(Dataset entries)
-------

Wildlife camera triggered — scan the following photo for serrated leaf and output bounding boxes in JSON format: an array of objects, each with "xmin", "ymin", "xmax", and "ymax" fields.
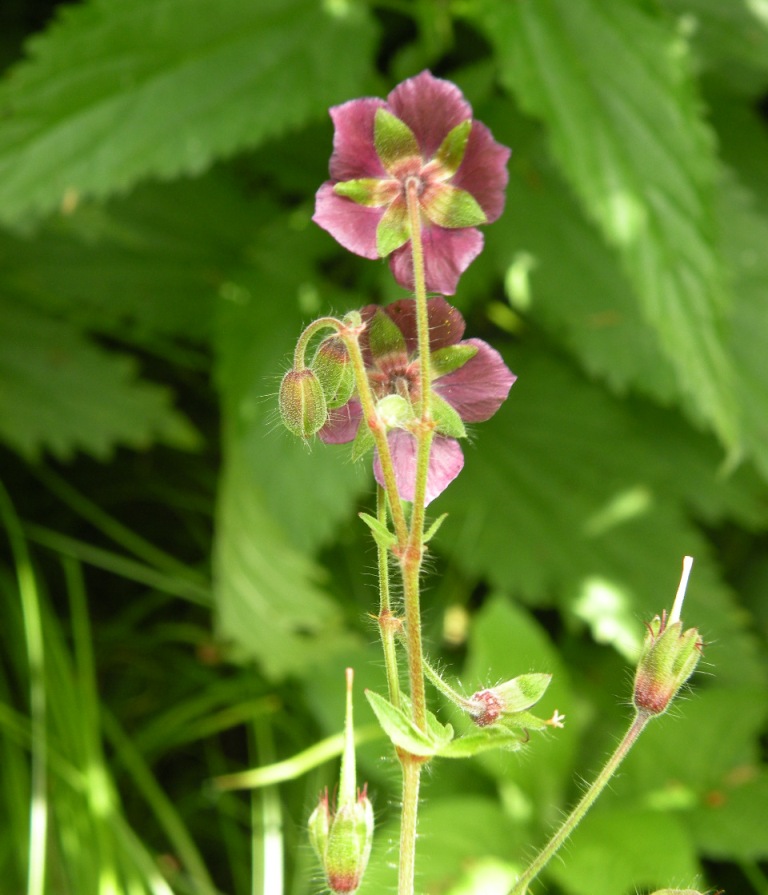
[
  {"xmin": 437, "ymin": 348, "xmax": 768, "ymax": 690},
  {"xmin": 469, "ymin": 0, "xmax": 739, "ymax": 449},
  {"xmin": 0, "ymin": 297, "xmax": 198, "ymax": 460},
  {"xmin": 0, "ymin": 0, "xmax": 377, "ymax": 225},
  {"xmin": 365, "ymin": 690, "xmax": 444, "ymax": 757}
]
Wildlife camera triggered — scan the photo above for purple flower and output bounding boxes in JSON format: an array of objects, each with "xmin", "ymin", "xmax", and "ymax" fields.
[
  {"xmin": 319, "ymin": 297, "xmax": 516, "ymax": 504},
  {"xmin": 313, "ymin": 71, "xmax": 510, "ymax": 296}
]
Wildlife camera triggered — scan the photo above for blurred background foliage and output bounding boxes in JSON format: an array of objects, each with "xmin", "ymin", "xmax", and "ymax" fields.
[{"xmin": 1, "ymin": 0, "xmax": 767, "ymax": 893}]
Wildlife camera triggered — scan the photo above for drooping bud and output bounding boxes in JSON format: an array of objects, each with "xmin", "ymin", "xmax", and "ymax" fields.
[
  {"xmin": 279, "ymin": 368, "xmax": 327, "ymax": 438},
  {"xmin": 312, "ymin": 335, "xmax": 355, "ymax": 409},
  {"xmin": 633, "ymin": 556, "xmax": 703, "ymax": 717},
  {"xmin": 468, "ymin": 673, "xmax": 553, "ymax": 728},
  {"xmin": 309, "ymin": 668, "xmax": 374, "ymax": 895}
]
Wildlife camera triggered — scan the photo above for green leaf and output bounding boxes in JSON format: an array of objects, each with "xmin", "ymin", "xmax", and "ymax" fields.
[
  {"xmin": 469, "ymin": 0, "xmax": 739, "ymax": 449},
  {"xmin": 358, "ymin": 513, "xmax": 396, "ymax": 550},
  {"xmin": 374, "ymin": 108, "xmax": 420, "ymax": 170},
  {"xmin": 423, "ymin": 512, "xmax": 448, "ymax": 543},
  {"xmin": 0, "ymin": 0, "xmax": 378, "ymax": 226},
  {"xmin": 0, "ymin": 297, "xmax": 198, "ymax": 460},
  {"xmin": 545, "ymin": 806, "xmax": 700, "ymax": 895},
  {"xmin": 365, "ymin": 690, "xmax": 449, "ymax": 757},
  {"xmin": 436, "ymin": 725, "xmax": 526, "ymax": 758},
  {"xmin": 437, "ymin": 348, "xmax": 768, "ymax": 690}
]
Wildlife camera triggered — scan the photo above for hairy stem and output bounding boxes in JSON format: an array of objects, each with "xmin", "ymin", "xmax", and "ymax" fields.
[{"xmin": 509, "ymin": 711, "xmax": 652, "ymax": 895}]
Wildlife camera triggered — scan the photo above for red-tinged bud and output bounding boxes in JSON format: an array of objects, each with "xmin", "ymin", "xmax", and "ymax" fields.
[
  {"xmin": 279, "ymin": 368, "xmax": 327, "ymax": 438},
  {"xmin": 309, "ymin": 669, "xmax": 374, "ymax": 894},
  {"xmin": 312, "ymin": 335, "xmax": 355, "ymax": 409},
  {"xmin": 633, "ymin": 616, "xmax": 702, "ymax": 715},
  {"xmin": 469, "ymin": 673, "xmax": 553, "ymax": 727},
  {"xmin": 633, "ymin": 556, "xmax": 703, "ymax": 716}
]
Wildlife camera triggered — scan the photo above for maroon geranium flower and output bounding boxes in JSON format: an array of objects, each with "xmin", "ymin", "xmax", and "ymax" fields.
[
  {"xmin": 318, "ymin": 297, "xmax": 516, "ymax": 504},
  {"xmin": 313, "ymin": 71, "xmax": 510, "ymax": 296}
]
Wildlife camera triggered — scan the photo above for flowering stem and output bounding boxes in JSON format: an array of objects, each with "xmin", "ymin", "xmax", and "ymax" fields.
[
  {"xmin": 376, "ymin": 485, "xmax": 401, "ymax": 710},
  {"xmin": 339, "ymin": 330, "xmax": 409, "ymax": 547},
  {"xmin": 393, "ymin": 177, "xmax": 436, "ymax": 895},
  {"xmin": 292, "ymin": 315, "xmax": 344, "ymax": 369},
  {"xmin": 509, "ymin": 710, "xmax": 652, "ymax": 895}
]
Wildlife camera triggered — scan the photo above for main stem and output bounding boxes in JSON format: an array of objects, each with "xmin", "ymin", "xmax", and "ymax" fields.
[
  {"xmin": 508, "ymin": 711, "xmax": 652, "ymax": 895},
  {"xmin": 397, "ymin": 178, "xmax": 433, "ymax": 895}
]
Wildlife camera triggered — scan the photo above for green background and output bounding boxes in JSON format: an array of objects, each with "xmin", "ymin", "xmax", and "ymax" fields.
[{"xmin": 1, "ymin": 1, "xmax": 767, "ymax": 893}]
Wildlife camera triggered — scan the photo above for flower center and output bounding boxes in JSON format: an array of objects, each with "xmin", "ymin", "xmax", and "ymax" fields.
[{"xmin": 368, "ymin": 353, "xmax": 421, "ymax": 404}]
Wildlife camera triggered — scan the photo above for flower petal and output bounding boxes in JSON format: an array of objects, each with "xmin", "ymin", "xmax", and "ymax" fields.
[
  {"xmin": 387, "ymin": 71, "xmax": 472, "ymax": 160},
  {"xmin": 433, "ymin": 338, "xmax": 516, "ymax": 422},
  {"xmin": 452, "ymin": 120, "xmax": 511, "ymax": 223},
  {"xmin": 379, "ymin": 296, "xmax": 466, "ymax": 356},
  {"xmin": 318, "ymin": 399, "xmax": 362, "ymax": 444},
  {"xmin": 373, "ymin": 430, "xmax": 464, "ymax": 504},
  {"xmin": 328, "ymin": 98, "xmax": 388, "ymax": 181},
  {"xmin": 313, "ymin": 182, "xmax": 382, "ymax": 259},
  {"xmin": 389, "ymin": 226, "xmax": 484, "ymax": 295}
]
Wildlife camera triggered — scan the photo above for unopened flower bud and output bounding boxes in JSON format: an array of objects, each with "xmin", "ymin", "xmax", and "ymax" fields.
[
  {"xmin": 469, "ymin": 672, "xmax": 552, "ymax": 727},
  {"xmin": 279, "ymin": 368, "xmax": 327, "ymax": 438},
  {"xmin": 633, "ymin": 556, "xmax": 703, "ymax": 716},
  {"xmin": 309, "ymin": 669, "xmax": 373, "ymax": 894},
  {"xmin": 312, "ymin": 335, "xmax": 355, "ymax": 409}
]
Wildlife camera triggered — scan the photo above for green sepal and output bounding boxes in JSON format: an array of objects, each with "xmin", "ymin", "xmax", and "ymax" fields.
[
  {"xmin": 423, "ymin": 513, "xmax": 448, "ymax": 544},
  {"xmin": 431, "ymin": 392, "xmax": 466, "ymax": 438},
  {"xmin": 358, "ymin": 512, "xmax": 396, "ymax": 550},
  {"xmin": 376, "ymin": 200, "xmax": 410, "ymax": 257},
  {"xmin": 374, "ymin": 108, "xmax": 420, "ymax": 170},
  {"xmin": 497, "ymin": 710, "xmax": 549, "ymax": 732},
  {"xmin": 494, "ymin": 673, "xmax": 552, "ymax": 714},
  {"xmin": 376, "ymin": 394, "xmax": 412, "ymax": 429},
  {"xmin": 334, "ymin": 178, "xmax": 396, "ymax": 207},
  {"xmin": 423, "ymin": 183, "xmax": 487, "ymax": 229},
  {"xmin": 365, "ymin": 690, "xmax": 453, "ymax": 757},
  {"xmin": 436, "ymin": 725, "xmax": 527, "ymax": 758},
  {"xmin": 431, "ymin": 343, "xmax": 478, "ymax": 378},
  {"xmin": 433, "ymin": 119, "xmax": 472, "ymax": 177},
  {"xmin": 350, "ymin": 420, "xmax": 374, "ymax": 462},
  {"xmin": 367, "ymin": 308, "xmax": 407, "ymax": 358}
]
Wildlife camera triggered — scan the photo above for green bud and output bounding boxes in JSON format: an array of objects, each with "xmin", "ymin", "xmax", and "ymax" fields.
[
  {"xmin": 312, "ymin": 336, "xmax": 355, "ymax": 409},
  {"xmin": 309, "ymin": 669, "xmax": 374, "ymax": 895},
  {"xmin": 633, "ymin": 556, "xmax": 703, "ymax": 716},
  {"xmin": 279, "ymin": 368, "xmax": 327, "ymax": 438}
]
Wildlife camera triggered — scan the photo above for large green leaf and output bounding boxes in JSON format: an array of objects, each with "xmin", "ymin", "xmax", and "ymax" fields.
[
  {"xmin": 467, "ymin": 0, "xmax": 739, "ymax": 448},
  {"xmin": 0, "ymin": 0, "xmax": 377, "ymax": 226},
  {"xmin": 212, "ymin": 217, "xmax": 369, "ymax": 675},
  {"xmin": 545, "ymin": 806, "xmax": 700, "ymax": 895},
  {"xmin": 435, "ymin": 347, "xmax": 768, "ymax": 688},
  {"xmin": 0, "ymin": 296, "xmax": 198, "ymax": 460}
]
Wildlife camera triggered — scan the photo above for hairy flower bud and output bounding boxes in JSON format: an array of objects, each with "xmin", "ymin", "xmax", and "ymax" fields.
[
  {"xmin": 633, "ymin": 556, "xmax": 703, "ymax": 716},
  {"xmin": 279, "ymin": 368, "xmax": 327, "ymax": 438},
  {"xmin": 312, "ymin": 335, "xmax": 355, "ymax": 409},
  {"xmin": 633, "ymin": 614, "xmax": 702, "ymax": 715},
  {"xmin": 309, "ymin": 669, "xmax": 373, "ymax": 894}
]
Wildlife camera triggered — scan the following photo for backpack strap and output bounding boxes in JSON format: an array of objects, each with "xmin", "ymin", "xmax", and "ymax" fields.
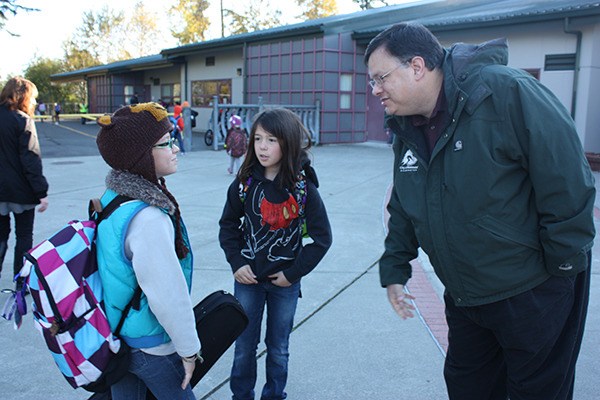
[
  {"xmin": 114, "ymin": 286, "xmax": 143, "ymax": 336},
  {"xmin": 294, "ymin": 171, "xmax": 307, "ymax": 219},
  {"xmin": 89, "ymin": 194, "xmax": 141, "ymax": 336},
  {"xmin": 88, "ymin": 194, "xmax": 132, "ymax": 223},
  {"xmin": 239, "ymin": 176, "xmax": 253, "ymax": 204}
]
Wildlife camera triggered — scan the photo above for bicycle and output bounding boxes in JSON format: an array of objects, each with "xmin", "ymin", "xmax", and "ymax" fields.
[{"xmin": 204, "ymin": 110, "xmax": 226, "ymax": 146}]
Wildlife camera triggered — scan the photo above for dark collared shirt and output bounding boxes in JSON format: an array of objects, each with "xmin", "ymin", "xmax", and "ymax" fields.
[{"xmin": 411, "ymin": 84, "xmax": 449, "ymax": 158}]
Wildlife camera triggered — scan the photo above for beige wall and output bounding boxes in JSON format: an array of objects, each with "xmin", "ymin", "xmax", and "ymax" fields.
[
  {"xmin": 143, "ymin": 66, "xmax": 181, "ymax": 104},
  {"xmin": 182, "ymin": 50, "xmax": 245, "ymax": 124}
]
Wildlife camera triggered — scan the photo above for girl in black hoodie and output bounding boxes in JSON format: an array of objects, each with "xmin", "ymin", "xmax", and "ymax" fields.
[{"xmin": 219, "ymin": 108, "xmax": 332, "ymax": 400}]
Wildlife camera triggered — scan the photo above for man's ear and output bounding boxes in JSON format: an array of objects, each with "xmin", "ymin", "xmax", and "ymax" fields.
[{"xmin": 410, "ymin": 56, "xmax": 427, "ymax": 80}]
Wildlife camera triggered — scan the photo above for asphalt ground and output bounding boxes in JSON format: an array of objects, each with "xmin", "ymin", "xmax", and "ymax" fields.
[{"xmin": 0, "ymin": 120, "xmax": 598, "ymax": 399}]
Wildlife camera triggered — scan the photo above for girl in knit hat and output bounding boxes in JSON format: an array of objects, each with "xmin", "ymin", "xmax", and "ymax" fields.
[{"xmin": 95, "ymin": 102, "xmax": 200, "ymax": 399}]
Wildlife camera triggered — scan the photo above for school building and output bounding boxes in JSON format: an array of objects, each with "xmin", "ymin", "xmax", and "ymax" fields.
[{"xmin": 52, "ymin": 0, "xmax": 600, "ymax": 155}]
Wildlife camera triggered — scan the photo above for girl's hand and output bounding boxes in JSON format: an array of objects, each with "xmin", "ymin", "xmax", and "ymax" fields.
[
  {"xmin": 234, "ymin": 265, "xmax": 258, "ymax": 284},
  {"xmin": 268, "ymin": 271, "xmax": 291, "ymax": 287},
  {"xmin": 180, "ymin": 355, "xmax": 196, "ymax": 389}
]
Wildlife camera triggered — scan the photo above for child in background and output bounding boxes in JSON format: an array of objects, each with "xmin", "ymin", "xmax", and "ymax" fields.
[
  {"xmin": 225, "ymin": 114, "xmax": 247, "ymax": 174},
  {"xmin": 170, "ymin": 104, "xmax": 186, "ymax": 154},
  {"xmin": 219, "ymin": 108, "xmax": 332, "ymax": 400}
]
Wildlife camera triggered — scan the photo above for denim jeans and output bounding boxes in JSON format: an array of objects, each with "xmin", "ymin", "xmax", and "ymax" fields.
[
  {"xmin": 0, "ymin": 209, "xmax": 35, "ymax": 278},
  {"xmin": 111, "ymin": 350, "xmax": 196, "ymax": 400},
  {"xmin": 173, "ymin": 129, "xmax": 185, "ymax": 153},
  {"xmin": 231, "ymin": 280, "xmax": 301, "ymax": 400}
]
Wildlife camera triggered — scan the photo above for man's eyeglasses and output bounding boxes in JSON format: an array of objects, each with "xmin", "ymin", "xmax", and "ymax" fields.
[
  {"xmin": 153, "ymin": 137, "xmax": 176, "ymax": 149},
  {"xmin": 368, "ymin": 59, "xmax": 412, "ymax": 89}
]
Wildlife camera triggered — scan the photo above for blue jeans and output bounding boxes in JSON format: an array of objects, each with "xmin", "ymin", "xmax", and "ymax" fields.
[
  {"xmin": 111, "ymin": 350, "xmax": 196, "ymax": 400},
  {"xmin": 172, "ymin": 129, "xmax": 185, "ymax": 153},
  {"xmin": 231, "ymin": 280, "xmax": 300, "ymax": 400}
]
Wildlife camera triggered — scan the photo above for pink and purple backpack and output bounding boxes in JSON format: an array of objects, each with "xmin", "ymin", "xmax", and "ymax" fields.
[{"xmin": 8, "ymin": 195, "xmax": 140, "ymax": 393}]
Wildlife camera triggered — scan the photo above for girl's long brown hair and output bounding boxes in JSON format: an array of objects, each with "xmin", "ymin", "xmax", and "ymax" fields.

-------

◆ **Work to complete**: With the line containing "Wildlife camera triggered — scan the photo above for pink" as the first and the last line above as the final one, copy those lines exactly and no others.

◆ **Response area**:
Wildlife camera triggered — scan the photo above for pink and purple backpack and output bounding boxes in JSON format: an array of objects, each with "xmin", "ymin", "xmax", and "ymax" fields.
[{"xmin": 8, "ymin": 195, "xmax": 140, "ymax": 393}]
Wildlife camera triggered — scan the photo above for girl's long brown hair and output bounding boxes in JSON format: an array of objects, each with "xmin", "ymin", "xmax", and "ymax" fields.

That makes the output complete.